■ **Exercise description**: Copy out every item below word for word, including all of its lines. Omit the pictures from your answer.

#### Supplied data ####

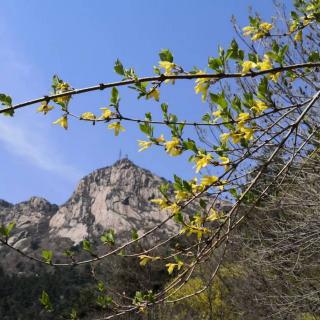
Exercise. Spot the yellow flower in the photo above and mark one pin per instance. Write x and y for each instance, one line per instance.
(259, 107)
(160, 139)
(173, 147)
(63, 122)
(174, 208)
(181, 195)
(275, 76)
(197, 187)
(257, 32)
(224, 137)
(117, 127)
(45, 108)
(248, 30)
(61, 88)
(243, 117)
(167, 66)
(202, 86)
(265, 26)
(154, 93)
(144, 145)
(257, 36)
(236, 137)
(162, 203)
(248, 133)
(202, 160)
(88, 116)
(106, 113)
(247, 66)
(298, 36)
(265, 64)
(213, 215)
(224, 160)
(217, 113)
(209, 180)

####

■ **The output**:
Exercise. Spot the yellow flower in the photo above and mark one pin per instance. Write x and y for each instance, one line per instance.
(259, 107)
(160, 139)
(173, 147)
(63, 122)
(174, 208)
(181, 195)
(275, 76)
(197, 187)
(257, 32)
(224, 137)
(117, 127)
(45, 108)
(248, 30)
(61, 88)
(243, 117)
(167, 66)
(202, 86)
(265, 26)
(154, 93)
(144, 145)
(257, 36)
(236, 137)
(162, 203)
(248, 133)
(202, 160)
(88, 116)
(106, 113)
(247, 66)
(298, 36)
(265, 64)
(213, 215)
(224, 160)
(217, 113)
(209, 180)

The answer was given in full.